# Aim of the exercise
Copy all of the material below exactly.

------ Stored data

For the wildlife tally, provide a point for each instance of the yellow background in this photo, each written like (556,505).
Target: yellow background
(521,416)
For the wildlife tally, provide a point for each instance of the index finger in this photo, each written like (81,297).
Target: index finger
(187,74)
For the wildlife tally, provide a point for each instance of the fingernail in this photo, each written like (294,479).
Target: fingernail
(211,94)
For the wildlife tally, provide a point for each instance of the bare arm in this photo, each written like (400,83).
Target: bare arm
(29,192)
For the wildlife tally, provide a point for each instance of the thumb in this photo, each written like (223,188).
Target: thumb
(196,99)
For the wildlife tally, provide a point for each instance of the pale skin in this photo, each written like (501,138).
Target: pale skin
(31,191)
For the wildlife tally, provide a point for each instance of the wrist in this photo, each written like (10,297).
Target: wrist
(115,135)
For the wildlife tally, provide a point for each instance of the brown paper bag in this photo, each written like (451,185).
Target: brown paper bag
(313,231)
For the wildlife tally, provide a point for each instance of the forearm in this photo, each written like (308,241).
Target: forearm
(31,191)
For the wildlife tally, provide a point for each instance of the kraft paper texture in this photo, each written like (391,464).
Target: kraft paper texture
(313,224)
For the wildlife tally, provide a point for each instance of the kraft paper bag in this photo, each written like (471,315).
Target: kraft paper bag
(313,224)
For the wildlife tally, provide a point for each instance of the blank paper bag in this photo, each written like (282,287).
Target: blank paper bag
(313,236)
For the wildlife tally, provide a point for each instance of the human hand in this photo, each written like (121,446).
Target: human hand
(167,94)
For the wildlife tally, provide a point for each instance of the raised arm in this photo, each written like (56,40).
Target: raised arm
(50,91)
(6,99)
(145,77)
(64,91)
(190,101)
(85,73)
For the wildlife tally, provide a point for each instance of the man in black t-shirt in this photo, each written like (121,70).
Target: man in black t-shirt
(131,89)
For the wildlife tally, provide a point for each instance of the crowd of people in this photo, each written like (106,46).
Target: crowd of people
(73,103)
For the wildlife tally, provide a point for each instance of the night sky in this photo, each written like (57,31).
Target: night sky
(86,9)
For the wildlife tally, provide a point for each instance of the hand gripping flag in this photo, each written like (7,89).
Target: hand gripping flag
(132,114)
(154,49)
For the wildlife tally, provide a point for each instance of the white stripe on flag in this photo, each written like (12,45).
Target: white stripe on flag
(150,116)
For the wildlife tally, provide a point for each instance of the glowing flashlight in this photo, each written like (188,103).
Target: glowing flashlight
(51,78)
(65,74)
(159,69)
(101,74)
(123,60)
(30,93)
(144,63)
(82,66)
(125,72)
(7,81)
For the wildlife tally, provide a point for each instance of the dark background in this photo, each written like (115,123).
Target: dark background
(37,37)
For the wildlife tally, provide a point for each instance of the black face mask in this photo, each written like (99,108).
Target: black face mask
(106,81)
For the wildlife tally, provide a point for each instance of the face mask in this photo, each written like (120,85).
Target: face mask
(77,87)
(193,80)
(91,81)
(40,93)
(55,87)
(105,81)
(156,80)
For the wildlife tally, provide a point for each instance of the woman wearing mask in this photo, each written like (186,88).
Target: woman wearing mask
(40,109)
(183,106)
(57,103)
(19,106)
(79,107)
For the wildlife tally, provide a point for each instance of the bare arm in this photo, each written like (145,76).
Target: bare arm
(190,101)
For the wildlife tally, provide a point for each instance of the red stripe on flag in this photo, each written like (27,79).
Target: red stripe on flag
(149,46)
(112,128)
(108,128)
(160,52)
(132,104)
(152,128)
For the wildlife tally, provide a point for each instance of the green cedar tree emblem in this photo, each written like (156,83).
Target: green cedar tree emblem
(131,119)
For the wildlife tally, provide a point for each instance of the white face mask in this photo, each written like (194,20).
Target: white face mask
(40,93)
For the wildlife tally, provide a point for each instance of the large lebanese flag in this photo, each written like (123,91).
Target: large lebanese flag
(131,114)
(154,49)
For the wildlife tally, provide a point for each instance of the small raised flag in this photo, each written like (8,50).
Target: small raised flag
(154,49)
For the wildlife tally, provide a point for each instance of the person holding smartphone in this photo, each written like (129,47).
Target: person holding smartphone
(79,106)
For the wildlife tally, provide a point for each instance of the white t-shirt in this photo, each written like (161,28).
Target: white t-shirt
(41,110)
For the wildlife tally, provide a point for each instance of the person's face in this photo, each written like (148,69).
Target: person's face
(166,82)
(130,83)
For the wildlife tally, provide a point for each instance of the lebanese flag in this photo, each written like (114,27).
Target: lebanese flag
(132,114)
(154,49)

------------

# Result of this task
For the wildlife tally, provide a point for each instance of the yellow background in this photo, each written like (556,505).
Target: yellow background
(521,416)
For the wildlife tally, provide a point for each instance of the index finger in this photo, each written like (81,297).
Target: index finger
(187,74)
For the wildlife tally, provide a point for each instance of the fingernail in this photo, each written like (294,479).
Target: fingernail
(211,94)
For the wildlife tally, provide a point for each instance of the bare arm in this photo, each written like (400,83).
Target: bare arm
(29,192)
For the wildlife tally, provide a point for each instance of the thumb in this photo, each written like (223,188).
Target: thumb
(196,99)
For the wildlife tally, provide a point for each instance of the pale skin in this photo, each written like (501,138).
Target: pale skin
(31,191)
For the wildlife tally, provide a point for each instance of the wrist in this photo, each written like (10,297).
Target: wrist
(115,135)
For the wildlife tally, provide a point for each instance of the brown paper bag in this photo, each written like (451,185).
Target: brown paper bag
(313,231)
For the wildlife tally, provide a point for each instance of the forearm in this photo, each written like (308,241).
Target: forearm
(31,191)
For the wildlife tally, provide a point for each instance of the kraft paper texture in this photo, each written like (391,464).
Target: kraft paper texture
(313,224)
For the wildlife tally, provide a point for each instance of the kraft paper bag in this photo, each written like (471,315).
Target: kraft paper bag
(313,224)
For the wildlife tally, provide a point for each instance of the blank paper bag in this photo, each written like (282,287).
Target: blank paper bag
(313,236)
For the wildlife tally, provide a point for each instance of the human hand in this photo, each written like (121,446).
Target: human hand
(167,94)
For the wildlife tally, provide a point for each instance of the raised arm in this photo, each written like (56,40).
Target: raised arm
(50,91)
(6,99)
(145,77)
(64,91)
(190,101)
(85,73)
For the wildlife tally, provide a point for each instance of the man in black t-shirt in this photo, each written like (121,70).
Target: man in black t-shirt
(131,89)
For the wildlife tally, provide a point for each instance of the crowd of people in this photo, each written like (106,46).
Target: crowd of people
(73,103)
For the wildlife tally, provide a point for each instance of the night sky in this photo, each written like (57,31).
Target: night sky
(86,9)
For the wildlife tally, provide a point for each instance of the hand gripping flag in this photo, each written like (7,89).
Target: hand gripping flag
(132,114)
(154,49)
For the wildlife tally, provide a point for each instance of the white stripe on flag in this photo, each written like (12,45).
Target: white stripe on flag
(150,116)
For the wildlife tally, provide a point for each instance of the glowing flashlight in this photo, each written like (188,103).
Target: glowing flashlight
(51,78)
(65,74)
(159,69)
(101,74)
(123,60)
(30,93)
(144,63)
(82,66)
(125,72)
(7,81)
For the wildlife tally, provide a point for each instance of the dark background in this photo, each written like (115,123).
Target: dark background
(37,37)
For the wildlife tally, provide a point for each instance of the black face mask in this photo, each written like (99,108).
Target: black face mask
(106,81)
For the wildlife tally, provide a point for each instance of the face mask in this photo, each written like (120,85).
Target: face mask
(77,87)
(193,80)
(91,81)
(40,93)
(55,87)
(105,81)
(156,80)
For the wildlife tally, provide a point for each instance of the woman wearing mask in this photo, each written like (186,88).
Target: woman wearing mask
(40,109)
(183,106)
(57,103)
(19,106)
(79,107)
For the wildlife tally, provide a point for each instance of the bare arm in this photo, each written like (145,76).
Target: bare arm
(190,101)
For the wildlife tally, provide a point for each instance of the red stripe on flag in this photo, each written like (27,79).
Target: red stripe on flag
(149,46)
(112,128)
(108,128)
(160,52)
(132,104)
(152,128)
For the wildlife tally, provide a point for each instance of the green cedar tree emblem in this photo, each written like (156,83).
Target: green cedar tree emblem
(131,119)
For the wildlife tally, provide a point for each instance of the white face mask in this photo, each written like (194,20).
Target: white face mask
(40,93)
For the wildlife tally, provide a point for each instance of the large lebanese flag in this photo, each written like (123,91).
Target: large lebanese flag
(131,114)
(154,49)
For the wildlife tally, provide a point for each instance of the small raised flag in this photo, each written like (8,50).
Target: small raised flag
(154,49)
For the wildlife tally, provide a point for each instance of the person holding smartphone in this photo, each written like (129,47).
Target: person holding smartphone
(79,106)
For the wildlife tally, provide a point for each instance of the white t-shirt in this photo, each written like (161,28).
Target: white t-shirt
(41,110)
For the wildlife tally, provide a point for each instance of the person's face in this photo, each written like (148,69).
Target: person's face
(166,82)
(130,83)
For the wildlife tally, provide a point for each instance of the lebanese flag in this photo, each written like (114,27).
Target: lebanese flag
(132,114)
(154,49)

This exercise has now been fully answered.